GOAL OF THE EXERCISE
Could you turn every line of the records below into a numbered list, leaving out any blank lines?

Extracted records
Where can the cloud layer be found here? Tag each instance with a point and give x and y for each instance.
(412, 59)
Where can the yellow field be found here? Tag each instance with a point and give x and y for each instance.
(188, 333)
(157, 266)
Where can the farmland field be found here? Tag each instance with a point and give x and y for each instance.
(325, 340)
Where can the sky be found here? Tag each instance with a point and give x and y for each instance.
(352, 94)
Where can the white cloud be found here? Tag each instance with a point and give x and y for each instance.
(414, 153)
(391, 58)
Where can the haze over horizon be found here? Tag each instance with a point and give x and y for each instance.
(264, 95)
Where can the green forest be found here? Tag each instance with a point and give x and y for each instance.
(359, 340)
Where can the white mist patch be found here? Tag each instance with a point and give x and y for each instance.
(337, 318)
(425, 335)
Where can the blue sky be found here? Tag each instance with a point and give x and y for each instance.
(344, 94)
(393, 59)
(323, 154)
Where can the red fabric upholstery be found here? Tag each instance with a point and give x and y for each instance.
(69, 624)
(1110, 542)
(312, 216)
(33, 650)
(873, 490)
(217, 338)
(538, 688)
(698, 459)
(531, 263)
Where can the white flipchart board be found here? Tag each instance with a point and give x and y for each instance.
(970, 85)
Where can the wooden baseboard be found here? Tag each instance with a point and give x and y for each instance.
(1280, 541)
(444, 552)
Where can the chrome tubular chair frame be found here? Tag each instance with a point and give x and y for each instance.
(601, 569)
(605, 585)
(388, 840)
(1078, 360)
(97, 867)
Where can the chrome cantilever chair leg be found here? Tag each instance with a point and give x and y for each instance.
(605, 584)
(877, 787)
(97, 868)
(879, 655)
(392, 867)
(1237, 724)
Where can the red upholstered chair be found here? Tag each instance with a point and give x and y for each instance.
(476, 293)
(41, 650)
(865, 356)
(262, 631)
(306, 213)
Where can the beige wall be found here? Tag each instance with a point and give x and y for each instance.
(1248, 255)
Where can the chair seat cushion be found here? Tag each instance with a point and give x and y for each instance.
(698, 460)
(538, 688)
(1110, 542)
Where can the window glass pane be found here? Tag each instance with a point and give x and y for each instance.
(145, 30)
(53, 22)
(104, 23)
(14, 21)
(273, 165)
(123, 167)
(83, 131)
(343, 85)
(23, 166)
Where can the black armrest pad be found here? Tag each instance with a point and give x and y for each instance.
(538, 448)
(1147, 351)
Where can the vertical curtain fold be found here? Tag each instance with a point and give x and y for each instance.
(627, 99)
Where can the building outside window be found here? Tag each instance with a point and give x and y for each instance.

RESPONSE TO THIS TASK
1. Where can the cloud layer be found here? Tag each instance with a point and give x and y for each instance.
2. (412, 59)
3. Where can the yellow field be found here? Tag each instance with a point and give x and y for each instance.
4. (188, 333)
5. (157, 266)
6. Where can the farmland field be found here? Tag each instance with a point and give x and y for each instance.
7. (325, 340)
8. Where can the sky be found here? Tag each instance with a point and give x and y for each instance.
9. (352, 94)
10. Where can the white cloud be found here? Tag each instance with a point and give x and y for each instance.
11. (414, 153)
12. (391, 58)
13. Where can the haze over horizon be found here? Tag each instance with a point and give x and y for each instance.
14. (264, 95)
15. Where can the green forest be found here? Tag each instance with a point and give x and y for each instance.
16. (359, 340)
17. Where can the white mist patch be found here? Tag each instance with a point and give x and y for each instance.
18. (337, 318)
19. (425, 335)
20. Where can the blue sky be found here? Tag each instance with a point and give x and y for each instance.
21. (344, 94)
22. (393, 59)
23. (323, 154)
24. Where can the red fabric upholstery be found here? Tag each instance with a point and give x and y for each instance.
25. (69, 624)
26. (1110, 542)
27. (312, 216)
28. (33, 650)
29. (873, 490)
30. (217, 338)
31. (538, 688)
32. (698, 459)
33. (531, 263)
34. Where can the white flipchart board be found here? Tag each instance with a point and give x and y for each instance.
35. (970, 85)
36. Where can the wooden baseboard be found here? Tag each instance with a point and give x and y for each instance.
37. (1280, 541)
38. (444, 552)
39. Where can the chrome tubular chair frame be found here? Tag each instance with a point and give x and y for each instance.
40. (601, 569)
41. (605, 585)
42. (388, 840)
43. (1078, 360)
44. (97, 867)
45. Where can the chrome cantilever chair leg be found here? Tag each instance with a point and give x and y for each instance.
46. (605, 584)
47. (877, 787)
48. (97, 868)
49. (879, 655)
50. (392, 867)
51. (1237, 724)
52. Where can the red upholstered chair be found here? Tag each instance with a point and give x and y for each instance.
53. (476, 293)
54. (41, 650)
55. (865, 356)
56. (262, 631)
57. (306, 213)
58. Where can the beige wall be found here? Tag each instance with a point and give x and y for each instance.
59. (1248, 255)
60. Where can the chair seat cushion be found here? Tag each instance with a point and give x and y for each instance.
61. (698, 460)
62. (538, 688)
63. (1110, 542)
64. Where can the window glass pane be found here? Tag each instance with a point and give x and y for each instance.
65. (145, 30)
66. (53, 22)
67. (104, 23)
68. (14, 21)
69. (273, 165)
70. (123, 167)
71. (83, 131)
72. (343, 85)
73. (23, 166)
74. Where can the black armrest pad be found here? Tag each instance with a point and give x and y for each instance.
75. (538, 448)
76. (1147, 351)
77. Where can the vertical curtain fold be found here? Tag each instance with a point and give x and y for each instance.
78. (627, 99)
79. Where can the building outside window be found here? Tag each instance with a point and give x and y for each instance.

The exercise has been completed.